_Task_.
Whichever lines include the word "below", copy them as they appear in the data.

(Natural language region descriptions)
####

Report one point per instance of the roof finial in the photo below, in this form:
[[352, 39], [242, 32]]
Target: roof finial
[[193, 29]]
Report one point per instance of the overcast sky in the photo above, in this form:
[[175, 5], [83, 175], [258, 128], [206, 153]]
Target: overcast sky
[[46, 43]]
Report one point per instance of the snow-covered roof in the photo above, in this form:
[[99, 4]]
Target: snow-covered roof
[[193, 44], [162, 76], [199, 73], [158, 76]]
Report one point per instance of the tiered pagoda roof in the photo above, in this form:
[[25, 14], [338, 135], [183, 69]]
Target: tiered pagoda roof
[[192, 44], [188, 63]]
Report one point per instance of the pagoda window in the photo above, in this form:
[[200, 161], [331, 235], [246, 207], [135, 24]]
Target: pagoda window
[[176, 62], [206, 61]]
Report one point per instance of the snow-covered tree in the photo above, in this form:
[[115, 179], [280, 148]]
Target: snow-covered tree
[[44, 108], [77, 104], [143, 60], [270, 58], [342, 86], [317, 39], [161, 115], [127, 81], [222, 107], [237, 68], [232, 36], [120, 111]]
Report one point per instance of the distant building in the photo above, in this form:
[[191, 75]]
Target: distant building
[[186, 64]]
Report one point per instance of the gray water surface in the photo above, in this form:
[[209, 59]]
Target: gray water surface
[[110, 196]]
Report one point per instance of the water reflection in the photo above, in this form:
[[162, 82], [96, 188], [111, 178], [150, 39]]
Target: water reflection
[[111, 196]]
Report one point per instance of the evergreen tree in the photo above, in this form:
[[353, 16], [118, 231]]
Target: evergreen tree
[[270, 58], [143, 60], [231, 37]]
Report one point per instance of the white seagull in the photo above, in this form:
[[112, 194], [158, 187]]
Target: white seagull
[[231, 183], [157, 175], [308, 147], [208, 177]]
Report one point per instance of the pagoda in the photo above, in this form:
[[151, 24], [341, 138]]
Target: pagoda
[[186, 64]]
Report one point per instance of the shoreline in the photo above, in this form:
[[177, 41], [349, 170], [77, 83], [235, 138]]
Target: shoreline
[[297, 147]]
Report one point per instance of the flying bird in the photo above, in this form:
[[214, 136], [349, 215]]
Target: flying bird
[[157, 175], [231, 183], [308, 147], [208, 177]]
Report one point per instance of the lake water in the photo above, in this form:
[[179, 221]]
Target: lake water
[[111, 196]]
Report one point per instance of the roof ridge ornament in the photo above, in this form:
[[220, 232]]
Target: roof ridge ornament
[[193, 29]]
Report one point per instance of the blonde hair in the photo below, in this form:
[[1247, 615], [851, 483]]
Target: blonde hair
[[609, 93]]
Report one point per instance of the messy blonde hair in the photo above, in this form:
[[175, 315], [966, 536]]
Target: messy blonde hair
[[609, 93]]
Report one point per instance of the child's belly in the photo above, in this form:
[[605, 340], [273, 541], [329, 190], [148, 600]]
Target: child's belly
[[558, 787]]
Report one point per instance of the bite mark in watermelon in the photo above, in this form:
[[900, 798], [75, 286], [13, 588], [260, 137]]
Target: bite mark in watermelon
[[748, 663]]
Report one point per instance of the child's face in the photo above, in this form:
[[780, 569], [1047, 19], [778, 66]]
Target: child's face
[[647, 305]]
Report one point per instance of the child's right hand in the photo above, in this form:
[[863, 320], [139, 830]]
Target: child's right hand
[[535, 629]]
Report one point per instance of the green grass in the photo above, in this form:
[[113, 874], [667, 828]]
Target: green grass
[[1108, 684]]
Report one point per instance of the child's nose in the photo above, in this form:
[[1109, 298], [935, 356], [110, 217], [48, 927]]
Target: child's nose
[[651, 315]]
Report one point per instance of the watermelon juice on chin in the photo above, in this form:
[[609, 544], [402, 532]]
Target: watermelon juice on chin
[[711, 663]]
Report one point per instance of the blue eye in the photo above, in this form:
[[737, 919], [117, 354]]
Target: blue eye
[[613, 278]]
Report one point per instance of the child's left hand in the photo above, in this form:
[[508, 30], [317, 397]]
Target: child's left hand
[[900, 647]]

####

_Solution_.
Report one point per instance of the roof finial in the photo below, in this form:
Report one point per instance of the blonde hair in the photo below, in this form:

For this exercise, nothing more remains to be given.